- **Extract provided**
# Paint bubbling on concrete block wall



## hammmer13 (Oct 7, 2011)

I painted an existing wall in a lani that has a flower bed in front of it made of concrete block as well. The flower bed wall inside and outside was previously painted. Upon inspection before repainting there were no imperfections or blistering visible. The flower bed was cleaned and pressure washed. Almost to the year the inside lani area started to blister. It blistered all the way to the block. I scraped away several of the spots and could not find any moisture. Behind the block where the blistering has occurred, it is chalky like. I did repair a crack in the front of the flower box that extended almost to the base. What do I need to do to stop this from happening in the future?


----------



## jsheridan (Jan 30, 2011)

Hammer, the blisters are caused by moisture passing through the block. The chalky "stuff" is efflorescence, a salt that is brought to the surface by the moisture and deposited there when the moisture evaporates and blisters the paint. Why it is so and what you need to do is hard to say without seeing it. Start here. Prior to your painting the walls, was there any failure at that time? When did you repair the crack? Is it possible that the wall is cracked inside the flower bed and the dirt is hiding it? Would the dirt be directly outside where the interior failure is occurring?


----------



## concretemasonry (Oct 10, 2006)

I assume much of the older, sound paint was not removed completely. Applying a second layer (even if it is supposed to "breathe") can create a non-breathing wall wall surface, especially when there is a source of moisture from the planter area. - Does the planter have metal, pvc or vinyl tub to prevent moisture from entering from the back side.

It is common for additional coats of "breathing" paint to build up and create a vapor barrier that moisture can force off easily. The vapor pressure from evaporation can have high pressures. - I have seen epoxy paint come off in 3'x3' sheets with the concrete attached.

The process of forming crystals (efflorescence) also creates high pressures.

Just a guess without seeing a photo or having more details.

Dick


----------



## jsheridan (Jan 30, 2011)

concretemasonry said:


> I assume much of the older, sound paint was not removed completely. Applying a second layer (even if it is supposed to "breathe") can create a non-breathing wall wall surface, especially when there is a source of moisture from the planter area. - Does the planter have metal, pvc or vinyl tub to prevent moisture from entering from the back side.
> 
> It is common for additional coats of "breathing" paint to build up and create a vapor barrier that moisture can force off easily. The vapor pressure from evaporation can have high pressures. - I have seen epoxy paint come off in 3'x3' sheets with the concrete attached.
> 
> ...


I'm glad a mason came by. For just being a painter Dick, did I do okay? 
That's an interesting point about the additional coat creating the tipping point. Is it possible that there is no crack, and that prior to the additional coat the first coat of "breathable" paint was handling the transfer, and that OP actually turned a stable situation into a problem by repainting?


----------

- **Excerpted data**
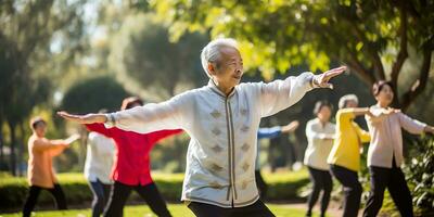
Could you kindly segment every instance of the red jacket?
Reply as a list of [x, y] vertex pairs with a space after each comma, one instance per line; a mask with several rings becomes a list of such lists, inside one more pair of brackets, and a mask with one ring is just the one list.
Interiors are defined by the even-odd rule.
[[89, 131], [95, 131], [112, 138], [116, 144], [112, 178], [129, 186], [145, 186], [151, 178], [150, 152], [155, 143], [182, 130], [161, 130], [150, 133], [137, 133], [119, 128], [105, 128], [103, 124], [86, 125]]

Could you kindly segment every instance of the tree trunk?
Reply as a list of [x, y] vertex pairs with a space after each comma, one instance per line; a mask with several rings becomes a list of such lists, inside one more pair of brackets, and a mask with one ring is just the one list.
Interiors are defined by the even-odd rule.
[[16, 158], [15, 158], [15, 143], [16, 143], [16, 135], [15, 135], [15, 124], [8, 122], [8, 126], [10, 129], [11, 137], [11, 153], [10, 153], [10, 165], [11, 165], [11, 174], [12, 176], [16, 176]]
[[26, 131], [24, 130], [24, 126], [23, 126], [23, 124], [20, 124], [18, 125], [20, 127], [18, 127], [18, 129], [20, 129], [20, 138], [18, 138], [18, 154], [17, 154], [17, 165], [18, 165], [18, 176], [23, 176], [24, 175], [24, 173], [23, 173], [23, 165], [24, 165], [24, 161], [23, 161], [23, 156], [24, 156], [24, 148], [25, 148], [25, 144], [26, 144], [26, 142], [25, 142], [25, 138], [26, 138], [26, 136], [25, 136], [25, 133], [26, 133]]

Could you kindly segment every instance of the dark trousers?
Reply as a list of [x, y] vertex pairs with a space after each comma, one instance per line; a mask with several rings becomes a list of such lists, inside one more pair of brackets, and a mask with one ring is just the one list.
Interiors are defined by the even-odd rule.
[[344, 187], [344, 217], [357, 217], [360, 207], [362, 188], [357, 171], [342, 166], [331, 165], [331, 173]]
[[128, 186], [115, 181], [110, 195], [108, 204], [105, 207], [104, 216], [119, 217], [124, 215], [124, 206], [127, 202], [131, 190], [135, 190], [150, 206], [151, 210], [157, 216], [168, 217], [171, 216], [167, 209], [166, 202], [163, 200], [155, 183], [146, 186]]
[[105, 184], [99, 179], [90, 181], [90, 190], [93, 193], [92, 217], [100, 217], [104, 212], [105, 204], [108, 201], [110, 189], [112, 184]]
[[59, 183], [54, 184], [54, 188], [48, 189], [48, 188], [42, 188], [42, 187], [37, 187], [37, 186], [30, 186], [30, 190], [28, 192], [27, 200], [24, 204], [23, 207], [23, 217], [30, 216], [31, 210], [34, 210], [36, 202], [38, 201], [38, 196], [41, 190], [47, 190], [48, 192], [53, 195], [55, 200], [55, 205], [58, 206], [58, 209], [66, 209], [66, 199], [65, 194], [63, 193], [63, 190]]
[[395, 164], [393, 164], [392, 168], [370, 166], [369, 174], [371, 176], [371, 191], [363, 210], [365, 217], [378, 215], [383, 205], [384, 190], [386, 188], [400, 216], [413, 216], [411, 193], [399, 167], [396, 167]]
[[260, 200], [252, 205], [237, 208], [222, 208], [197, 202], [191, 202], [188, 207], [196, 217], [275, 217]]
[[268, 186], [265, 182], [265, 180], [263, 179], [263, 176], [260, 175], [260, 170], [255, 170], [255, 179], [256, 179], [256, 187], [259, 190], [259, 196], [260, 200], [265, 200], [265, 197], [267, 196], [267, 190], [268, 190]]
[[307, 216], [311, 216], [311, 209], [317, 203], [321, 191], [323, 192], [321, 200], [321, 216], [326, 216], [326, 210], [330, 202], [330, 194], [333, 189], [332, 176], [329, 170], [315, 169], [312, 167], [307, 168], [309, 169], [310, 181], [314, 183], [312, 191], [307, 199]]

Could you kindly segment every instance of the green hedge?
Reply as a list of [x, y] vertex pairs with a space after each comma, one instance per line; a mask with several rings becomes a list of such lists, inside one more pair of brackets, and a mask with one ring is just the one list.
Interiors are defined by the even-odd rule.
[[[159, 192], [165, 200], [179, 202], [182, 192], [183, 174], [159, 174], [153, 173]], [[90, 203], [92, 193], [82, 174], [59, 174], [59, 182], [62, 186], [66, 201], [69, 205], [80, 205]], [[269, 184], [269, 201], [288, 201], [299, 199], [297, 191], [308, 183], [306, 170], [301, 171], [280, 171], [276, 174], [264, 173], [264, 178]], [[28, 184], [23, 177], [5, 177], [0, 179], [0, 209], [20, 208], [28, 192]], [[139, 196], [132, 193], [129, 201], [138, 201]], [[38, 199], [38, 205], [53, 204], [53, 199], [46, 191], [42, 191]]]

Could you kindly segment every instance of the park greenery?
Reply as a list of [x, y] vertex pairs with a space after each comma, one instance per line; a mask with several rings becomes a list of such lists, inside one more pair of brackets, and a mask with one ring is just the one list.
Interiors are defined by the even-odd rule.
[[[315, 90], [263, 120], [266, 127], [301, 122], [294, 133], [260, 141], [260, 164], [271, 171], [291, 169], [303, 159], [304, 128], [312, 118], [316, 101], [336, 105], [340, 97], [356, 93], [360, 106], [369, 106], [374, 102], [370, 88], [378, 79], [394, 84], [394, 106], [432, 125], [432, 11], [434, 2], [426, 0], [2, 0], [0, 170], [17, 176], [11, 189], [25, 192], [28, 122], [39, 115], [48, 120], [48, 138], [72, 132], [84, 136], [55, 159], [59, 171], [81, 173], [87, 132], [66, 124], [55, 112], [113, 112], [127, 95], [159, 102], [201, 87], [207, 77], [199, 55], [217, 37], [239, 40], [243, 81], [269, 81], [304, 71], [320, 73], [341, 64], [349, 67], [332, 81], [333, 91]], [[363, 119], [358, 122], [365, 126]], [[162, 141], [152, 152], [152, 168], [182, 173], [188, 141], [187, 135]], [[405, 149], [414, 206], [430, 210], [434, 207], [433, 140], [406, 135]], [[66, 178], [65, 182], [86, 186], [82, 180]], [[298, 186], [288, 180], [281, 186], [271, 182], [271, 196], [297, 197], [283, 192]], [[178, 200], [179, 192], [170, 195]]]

---

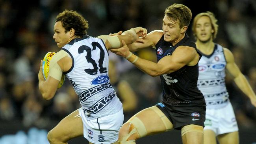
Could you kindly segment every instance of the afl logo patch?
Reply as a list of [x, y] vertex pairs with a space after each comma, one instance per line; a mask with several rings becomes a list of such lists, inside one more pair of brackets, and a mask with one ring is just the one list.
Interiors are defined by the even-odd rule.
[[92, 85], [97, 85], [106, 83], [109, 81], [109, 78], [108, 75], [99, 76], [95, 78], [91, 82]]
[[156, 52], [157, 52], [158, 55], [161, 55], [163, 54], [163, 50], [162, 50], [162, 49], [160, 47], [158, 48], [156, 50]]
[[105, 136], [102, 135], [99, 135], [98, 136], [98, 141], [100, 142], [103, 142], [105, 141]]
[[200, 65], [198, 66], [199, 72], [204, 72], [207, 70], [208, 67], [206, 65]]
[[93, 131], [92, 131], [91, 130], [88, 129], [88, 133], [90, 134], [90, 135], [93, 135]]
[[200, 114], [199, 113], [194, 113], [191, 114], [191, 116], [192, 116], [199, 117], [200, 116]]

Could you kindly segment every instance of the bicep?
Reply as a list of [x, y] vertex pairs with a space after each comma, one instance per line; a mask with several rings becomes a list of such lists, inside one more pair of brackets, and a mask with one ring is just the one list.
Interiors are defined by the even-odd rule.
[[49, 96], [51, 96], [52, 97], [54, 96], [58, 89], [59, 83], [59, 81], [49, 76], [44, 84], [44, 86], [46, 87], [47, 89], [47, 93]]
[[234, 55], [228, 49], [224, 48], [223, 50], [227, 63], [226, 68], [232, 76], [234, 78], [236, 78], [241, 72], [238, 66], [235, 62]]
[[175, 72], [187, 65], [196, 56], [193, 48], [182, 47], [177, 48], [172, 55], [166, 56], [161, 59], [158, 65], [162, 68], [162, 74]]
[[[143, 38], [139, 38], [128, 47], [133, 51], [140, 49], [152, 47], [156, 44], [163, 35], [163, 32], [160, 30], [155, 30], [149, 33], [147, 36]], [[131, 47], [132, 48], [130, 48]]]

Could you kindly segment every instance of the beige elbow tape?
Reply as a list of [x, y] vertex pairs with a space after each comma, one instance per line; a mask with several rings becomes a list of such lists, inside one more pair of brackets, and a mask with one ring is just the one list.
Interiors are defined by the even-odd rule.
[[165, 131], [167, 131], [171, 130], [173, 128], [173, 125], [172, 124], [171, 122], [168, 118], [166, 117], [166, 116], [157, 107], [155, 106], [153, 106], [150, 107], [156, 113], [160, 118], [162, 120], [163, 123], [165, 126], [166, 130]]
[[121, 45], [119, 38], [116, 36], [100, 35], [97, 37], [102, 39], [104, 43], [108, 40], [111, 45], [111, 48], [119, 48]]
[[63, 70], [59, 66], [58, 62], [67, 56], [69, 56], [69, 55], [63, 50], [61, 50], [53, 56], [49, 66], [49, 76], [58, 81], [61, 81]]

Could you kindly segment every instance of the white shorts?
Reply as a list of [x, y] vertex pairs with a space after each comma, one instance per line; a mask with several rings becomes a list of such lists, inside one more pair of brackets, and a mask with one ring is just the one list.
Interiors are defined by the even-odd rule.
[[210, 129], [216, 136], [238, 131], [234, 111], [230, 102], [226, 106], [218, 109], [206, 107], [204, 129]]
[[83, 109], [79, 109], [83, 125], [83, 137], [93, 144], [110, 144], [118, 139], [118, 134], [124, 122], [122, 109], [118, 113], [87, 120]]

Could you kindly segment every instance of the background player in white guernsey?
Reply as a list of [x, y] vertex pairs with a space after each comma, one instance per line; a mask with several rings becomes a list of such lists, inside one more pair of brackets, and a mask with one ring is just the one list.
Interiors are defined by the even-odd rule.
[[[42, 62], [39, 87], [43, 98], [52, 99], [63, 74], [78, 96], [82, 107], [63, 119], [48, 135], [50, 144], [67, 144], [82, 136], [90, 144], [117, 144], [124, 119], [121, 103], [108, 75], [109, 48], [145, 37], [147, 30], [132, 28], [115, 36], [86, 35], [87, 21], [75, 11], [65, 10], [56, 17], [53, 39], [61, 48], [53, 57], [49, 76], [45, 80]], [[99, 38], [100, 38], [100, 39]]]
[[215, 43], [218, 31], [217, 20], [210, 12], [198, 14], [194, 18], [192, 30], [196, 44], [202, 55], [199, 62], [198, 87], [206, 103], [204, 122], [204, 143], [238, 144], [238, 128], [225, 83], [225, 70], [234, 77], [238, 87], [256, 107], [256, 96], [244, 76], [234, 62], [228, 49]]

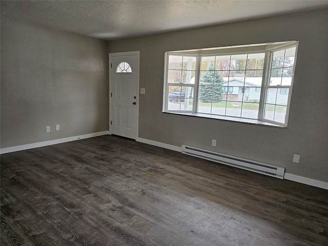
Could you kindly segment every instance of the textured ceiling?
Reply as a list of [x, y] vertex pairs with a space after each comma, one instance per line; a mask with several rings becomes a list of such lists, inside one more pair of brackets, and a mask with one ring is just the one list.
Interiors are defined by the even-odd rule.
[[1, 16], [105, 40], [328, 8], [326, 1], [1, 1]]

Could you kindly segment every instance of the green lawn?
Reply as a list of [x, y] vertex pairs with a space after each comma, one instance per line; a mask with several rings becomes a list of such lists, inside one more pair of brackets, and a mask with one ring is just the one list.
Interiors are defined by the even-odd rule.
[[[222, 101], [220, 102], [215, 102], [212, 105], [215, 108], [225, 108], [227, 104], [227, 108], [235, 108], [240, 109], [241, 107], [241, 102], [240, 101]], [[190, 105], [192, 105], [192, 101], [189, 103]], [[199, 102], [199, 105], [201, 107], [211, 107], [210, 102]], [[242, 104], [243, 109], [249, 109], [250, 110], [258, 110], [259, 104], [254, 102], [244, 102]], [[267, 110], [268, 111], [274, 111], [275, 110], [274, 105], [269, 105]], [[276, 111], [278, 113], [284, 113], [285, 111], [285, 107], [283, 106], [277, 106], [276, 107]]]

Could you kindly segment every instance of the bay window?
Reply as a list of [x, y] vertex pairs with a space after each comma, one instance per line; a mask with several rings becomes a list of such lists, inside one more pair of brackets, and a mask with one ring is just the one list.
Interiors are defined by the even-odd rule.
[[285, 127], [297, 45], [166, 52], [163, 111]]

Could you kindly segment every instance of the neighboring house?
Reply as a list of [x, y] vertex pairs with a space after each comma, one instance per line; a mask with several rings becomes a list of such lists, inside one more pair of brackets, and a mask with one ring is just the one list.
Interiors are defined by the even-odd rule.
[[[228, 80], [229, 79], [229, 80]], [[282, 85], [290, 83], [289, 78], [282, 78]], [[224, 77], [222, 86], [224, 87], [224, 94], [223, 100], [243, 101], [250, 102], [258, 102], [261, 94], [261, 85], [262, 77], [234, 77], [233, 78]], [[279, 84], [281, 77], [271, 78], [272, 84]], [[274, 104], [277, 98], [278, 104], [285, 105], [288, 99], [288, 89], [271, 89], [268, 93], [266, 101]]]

- **Problem A**
In the forum thread about paint bubbling on a block wall, update the part that opens with the words containing "# Paint bubbling" and closes with "in the future?", replacing "flower bed" with "planter".
- **Problem B**
In the forum thread about paint bubbling on a block wall, what kind of paint did concretemasonry see come off in 3'x3' sheets with the concrete attached?

- **Full solution A**
# Paint bubbling on concrete block wall



## hammmer13 (Oct 7, 2011)

I painted an existing wall in a lani that has a planter in front of it made of concrete block as well. The planter wall inside and outside was previously painted. Upon inspection before repainting there were no imperfections or blistering visible. The planter was cleaned and pressure washed. Almost to the year the inside lani area started to blister. It blistered all the way to the block. I scraped away several of the spots and could not find any moisture. Behind the block where the blistering has occurred, it is chalky like. I did repair a crack in the front of the flower box that extended almost to the base. What do I need to do to stop this from happening in the future?

- **Full solution B**
Epoxy paint.